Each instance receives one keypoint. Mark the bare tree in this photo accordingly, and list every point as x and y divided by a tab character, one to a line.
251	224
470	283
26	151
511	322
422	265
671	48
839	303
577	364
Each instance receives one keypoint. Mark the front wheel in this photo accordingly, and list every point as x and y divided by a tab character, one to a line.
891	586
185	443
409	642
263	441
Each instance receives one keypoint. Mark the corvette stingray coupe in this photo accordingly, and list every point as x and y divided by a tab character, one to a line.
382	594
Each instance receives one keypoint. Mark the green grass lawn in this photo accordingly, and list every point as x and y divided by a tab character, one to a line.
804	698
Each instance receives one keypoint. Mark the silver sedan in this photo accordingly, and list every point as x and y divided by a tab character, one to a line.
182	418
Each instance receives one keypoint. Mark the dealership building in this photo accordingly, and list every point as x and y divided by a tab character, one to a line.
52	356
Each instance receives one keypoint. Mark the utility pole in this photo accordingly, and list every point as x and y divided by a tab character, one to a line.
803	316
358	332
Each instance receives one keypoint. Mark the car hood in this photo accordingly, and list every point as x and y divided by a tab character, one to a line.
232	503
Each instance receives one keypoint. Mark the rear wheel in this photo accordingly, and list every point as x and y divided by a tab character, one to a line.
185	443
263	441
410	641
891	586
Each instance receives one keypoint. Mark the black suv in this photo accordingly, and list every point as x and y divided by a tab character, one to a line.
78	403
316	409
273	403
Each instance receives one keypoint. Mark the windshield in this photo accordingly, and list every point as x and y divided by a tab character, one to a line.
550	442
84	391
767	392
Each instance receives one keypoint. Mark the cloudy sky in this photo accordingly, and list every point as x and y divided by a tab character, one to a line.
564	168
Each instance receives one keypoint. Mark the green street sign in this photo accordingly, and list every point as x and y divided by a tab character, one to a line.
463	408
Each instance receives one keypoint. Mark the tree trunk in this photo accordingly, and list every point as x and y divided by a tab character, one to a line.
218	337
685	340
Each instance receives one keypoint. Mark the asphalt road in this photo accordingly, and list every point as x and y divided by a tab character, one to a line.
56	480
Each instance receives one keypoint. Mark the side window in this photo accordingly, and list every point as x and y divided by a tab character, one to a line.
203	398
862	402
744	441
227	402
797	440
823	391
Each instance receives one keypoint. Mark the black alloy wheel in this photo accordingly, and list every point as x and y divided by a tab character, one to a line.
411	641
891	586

****************************************

-- TASK --
Each entry needs to be written out again, exactly as given.

-- EXERCISE SOLUTION --
Each instance receives one keypoint. Mark the bare tree in this photo accordingly, and list every point as x and y divided by a tab character, one to a line.
251	224
470	283
26	151
511	322
422	265
671	48
839	303
577	364
Each instance receives one keypoint. Mark the front wheel in this photo accordingly, and list every point as x and y divided by a tab character, one to a line.
891	586
185	443
409	642
263	441
Each instance receives one keypoint. Mark the corvette stingray coupe in this photo accordingly, and list every point as x and y divided by a tab character, one to a line.
382	594
Each instance receives one keypoint. Mark the green grass lawn in this photo accordingly, and list every point as x and y divided by a tab character, one to a line.
804	698
Each instance receives one keypoint. Mark the silver sedan in this photo accordingly, and list every point as x and y divided by a tab character, one to a line.
182	418
Each instance receives one keypoint. Mark the dealership building in this photo accordingly, and list every point as x and y divided by a tab character, one to a line.
52	356
Each instance receives one keypoint. Mark the utility pole in this photo accordingly, and list every point as x and y divided by a tab character, one to a line.
803	316
358	332
Each instance receives one keypoint. Mark the car hood in this photo accordingly, and list every point as x and y divided by a tab character, one to a line.
232	503
Each instance receives one keypoint. Mark the rear wheel in this photo accordingly, and list every point as x and y divided by a tab character, one to a line.
185	443
263	441
410	641
891	586
Each instance receives one keypoint. Mark the black suv in this photo accordingly, and list every point as x and y divided by a tab character, one to a line.
78	403
316	409
273	403
Each instance receives one keypoint. Mark the windshield in this photo accordingly, and list every point as x and y divided by a tab character, one to a line.
550	442
84	391
767	392
Each instance receives one keypoint. Mark the cloudy sky in this photo accordingly, and list every point as x and y divided by a tab character, one to a line.
564	168
Each instance receives one keypoint. Mark the green street sign in this photo accordingly, and list every point as x and y divided by a tab character, one to a line.
463	408
Each instance receives one keypoint. Mark the tree trunk in this photo accordingly, and list every point as x and y divided by a tab character, one to a line.
218	337
685	340
Each instance receives one keypoint. Mark the asphalt road in this photo accordingly, and list every point as x and y divided by a tab character, one to a line.
56	480
Each instance receives one keypoint. Mark the side window in this photo accordingly, and list every point as x and y divided by a tab character, one to a line.
203	398
862	402
744	441
227	402
797	440
823	391
Each instance receives one keypoint. Mark the black alloy wheel in this photo accordingly, and list every point as x and y divided by a tab character, one to a line.
411	641
891	586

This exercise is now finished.